**TASK ITEM:** If a line in the entries contains the word "negative", list it.

=== Begin Enclosure ===

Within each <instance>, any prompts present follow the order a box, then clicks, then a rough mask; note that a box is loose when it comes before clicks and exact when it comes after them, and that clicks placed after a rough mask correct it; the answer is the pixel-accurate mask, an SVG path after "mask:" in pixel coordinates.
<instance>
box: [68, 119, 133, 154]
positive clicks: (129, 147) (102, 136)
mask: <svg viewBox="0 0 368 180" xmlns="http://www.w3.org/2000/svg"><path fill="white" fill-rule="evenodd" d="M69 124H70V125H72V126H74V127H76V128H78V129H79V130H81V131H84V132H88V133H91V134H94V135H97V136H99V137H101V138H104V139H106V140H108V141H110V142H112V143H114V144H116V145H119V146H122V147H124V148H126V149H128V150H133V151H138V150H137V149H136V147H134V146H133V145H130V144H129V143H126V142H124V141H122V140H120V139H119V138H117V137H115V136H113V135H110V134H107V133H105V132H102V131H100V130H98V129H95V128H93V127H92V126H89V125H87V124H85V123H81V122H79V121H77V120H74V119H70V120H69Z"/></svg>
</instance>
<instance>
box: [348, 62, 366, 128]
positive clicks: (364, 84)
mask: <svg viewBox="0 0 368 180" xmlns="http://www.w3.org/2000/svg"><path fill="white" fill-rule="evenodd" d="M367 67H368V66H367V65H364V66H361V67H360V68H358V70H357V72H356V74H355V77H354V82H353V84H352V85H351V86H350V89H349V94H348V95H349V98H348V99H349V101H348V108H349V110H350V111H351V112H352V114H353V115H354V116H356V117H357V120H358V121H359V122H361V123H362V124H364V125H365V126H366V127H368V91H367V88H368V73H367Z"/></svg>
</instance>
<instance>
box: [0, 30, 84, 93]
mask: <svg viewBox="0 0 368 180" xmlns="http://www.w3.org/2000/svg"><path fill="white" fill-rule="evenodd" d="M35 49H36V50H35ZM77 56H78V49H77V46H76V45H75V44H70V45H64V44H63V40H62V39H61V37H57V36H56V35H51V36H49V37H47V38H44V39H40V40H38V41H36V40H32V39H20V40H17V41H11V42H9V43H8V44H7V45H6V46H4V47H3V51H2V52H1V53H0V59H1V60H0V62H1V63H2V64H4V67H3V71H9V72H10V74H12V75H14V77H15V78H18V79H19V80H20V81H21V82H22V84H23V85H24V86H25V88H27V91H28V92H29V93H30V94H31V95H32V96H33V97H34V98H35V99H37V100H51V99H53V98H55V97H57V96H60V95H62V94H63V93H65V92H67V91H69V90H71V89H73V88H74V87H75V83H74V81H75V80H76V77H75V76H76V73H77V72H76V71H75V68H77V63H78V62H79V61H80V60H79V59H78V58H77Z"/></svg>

=== End Enclosure ===
=== Begin Enclosure ===

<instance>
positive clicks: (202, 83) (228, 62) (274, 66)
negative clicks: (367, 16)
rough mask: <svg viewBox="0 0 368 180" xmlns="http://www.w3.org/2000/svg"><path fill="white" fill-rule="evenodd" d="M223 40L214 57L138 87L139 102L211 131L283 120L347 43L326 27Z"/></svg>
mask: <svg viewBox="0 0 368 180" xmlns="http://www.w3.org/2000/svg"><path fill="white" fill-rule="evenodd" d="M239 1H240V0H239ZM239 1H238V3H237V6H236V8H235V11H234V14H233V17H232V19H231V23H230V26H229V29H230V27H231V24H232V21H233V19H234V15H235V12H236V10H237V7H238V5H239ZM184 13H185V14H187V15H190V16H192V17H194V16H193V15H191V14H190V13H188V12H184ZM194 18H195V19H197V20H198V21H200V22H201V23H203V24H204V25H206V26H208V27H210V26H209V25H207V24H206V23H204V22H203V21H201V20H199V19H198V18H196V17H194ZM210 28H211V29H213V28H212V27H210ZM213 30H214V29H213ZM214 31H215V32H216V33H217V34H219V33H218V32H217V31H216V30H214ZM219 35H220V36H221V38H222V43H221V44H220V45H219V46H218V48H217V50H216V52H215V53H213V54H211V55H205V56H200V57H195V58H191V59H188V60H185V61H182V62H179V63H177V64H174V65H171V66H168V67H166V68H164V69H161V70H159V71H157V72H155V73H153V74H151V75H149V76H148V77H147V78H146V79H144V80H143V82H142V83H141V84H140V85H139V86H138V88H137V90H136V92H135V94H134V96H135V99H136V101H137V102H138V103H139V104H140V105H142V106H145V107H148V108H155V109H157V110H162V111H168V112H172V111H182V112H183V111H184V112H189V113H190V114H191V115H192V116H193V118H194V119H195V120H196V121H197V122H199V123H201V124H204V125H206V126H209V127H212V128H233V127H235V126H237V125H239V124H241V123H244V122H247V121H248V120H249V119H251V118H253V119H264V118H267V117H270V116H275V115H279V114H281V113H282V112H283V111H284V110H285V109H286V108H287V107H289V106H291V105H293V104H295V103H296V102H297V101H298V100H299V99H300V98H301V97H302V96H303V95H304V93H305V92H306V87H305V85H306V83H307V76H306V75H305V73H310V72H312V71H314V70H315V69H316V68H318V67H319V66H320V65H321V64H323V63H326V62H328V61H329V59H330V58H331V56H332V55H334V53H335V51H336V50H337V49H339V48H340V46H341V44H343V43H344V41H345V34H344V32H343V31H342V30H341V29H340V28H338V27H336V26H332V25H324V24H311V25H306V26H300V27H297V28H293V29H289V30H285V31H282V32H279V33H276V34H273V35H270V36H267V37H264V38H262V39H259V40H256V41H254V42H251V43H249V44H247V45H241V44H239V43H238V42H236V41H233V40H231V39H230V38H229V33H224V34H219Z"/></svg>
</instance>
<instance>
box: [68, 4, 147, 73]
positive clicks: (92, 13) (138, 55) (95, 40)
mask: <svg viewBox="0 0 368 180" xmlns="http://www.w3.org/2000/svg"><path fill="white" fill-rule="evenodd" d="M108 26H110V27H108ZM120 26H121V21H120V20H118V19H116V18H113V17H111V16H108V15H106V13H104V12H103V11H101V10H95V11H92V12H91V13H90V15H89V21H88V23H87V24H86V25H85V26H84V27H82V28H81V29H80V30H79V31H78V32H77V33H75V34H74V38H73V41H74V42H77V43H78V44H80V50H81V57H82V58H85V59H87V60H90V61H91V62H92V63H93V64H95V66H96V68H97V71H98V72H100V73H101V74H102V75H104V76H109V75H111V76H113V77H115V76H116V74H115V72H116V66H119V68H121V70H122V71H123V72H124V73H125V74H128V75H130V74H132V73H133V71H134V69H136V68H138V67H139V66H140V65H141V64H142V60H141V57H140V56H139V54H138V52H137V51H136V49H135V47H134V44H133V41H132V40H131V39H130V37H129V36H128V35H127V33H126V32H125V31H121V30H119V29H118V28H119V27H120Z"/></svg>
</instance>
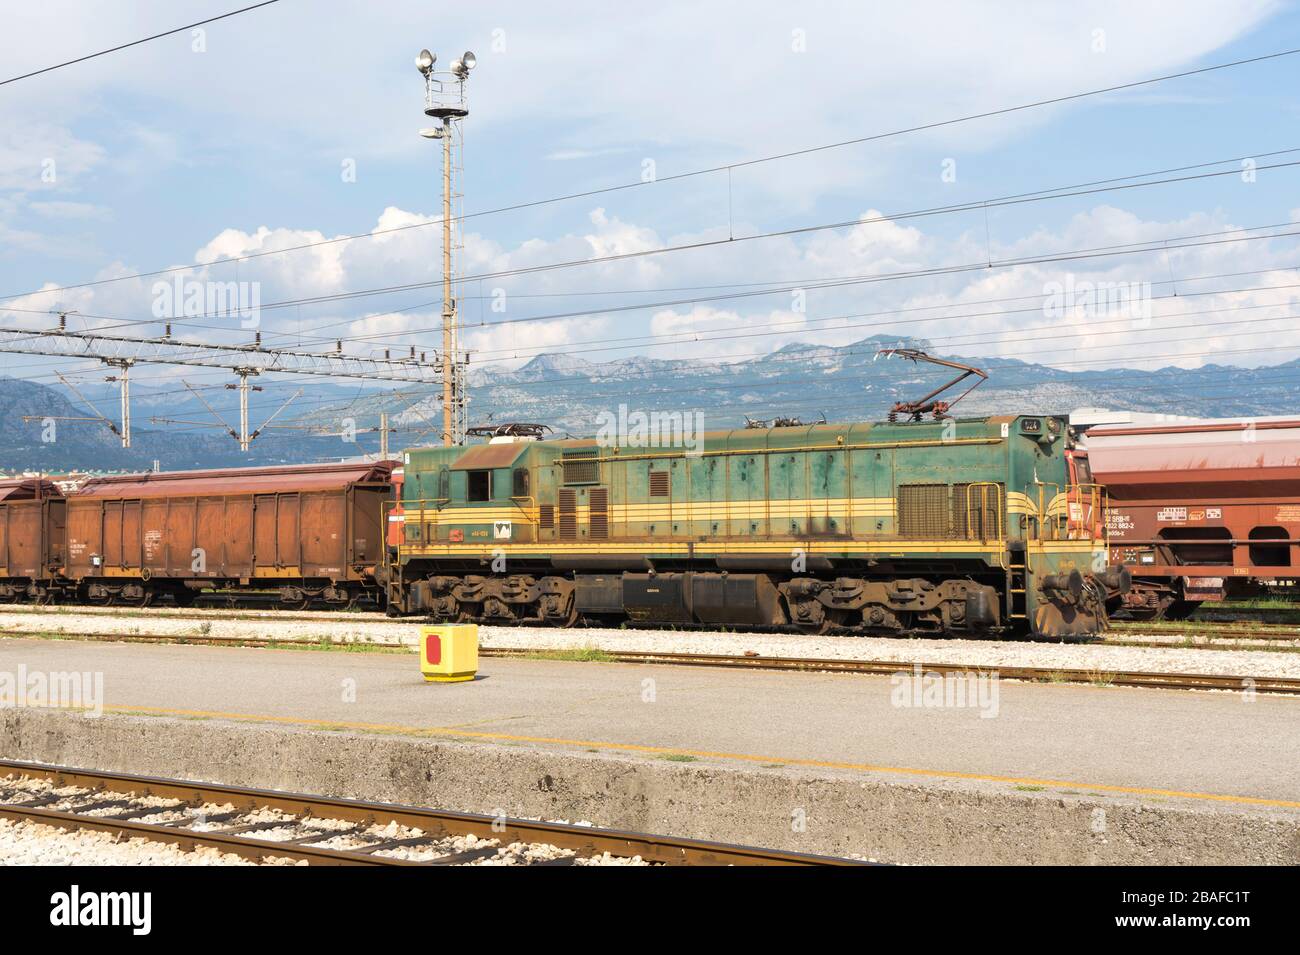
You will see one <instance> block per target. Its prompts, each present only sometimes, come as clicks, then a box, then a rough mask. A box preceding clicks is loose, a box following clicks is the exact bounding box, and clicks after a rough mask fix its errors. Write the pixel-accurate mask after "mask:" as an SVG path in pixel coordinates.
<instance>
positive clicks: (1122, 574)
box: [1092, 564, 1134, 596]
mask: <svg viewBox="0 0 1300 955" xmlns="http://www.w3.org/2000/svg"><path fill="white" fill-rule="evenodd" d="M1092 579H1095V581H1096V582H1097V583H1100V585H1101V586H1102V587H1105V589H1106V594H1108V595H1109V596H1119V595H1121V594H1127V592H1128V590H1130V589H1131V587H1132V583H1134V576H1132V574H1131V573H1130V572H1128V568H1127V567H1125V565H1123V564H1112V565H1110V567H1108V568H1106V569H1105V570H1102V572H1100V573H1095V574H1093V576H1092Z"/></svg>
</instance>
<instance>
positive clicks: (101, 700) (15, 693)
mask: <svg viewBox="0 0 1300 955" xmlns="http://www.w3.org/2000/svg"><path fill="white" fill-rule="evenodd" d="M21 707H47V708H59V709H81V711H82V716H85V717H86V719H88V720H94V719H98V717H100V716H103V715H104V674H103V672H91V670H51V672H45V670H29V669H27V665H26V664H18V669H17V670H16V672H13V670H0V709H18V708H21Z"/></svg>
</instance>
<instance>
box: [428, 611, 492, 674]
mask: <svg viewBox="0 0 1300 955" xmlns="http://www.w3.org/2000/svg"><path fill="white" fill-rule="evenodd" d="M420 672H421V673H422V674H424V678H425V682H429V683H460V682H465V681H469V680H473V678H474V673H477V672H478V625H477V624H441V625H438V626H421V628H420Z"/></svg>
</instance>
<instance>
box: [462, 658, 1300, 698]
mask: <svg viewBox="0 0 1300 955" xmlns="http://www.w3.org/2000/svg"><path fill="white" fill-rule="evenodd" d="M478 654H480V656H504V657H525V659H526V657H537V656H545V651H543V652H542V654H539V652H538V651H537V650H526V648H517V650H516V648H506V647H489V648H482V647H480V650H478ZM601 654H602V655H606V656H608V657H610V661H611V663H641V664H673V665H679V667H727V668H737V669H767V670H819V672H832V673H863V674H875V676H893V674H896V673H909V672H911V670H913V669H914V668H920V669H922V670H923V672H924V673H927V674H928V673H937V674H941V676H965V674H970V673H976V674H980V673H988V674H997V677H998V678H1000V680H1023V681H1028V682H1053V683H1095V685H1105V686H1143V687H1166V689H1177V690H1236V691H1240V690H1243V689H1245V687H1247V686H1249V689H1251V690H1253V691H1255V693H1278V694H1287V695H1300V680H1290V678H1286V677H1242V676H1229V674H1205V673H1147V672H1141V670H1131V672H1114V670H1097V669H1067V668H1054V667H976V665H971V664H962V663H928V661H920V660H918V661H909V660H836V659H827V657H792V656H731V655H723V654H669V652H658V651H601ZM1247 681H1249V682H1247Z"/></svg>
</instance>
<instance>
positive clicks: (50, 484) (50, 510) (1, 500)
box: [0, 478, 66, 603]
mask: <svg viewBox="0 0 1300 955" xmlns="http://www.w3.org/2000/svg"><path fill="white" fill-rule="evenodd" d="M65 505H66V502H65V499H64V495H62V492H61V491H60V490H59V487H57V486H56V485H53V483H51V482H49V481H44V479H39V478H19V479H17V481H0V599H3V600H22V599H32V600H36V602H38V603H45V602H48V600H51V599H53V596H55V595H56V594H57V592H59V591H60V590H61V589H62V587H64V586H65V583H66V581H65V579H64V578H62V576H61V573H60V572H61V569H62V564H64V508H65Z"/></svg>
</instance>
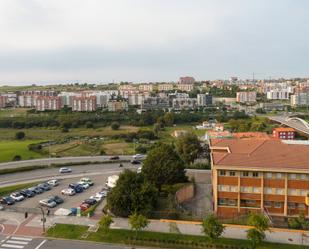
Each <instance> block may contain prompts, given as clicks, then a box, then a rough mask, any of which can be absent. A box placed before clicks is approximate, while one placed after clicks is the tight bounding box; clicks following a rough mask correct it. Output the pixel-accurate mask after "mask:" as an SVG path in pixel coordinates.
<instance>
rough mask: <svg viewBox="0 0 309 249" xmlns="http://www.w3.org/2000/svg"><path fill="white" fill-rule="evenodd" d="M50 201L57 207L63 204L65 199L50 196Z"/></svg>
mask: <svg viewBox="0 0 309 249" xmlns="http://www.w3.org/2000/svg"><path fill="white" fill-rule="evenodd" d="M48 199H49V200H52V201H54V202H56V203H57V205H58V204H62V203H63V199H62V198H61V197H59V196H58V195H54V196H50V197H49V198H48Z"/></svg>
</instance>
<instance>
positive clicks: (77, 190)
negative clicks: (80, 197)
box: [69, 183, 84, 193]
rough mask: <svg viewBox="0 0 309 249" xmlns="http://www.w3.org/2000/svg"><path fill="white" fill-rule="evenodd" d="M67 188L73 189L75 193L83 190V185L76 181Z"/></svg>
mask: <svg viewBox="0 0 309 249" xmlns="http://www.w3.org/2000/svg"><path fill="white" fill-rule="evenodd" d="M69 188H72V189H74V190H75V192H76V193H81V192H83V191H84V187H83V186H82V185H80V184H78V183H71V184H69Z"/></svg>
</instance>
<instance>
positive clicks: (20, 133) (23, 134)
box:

=== End Enclosure ===
=== Begin Enclosure ===

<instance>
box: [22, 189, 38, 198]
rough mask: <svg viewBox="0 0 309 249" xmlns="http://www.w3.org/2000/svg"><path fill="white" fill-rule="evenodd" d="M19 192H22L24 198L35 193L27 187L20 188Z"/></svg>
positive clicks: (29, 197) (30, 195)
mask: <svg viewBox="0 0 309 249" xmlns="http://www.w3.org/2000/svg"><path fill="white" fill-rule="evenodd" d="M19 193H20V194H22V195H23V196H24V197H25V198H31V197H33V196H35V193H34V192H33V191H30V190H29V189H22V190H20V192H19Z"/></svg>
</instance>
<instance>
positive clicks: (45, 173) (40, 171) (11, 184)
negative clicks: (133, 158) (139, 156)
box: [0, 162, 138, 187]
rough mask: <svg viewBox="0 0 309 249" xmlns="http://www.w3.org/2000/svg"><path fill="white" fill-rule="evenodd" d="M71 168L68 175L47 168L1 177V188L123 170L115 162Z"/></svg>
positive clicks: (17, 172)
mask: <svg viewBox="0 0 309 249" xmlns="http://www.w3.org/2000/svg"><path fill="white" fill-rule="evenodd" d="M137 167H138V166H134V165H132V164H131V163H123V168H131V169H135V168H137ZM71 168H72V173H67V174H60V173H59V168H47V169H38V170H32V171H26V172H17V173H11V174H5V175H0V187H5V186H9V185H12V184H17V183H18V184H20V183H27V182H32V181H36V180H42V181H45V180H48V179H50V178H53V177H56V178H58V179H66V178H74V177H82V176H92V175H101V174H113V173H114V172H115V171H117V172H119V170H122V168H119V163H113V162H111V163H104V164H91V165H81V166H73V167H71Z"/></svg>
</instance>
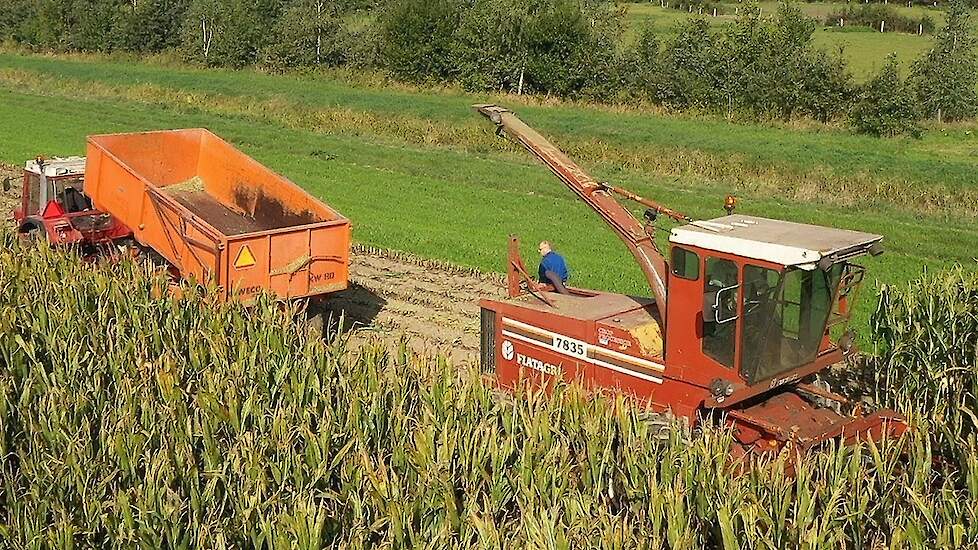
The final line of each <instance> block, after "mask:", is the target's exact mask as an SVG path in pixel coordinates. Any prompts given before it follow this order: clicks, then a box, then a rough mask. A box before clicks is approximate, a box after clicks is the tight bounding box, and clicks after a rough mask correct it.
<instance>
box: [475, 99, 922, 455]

=== End Enclosure ===

**RESULT FOR THIS TASK:**
negative clicks: (367, 16)
negative clicks: (80, 197)
negative clicks: (133, 158) (139, 156)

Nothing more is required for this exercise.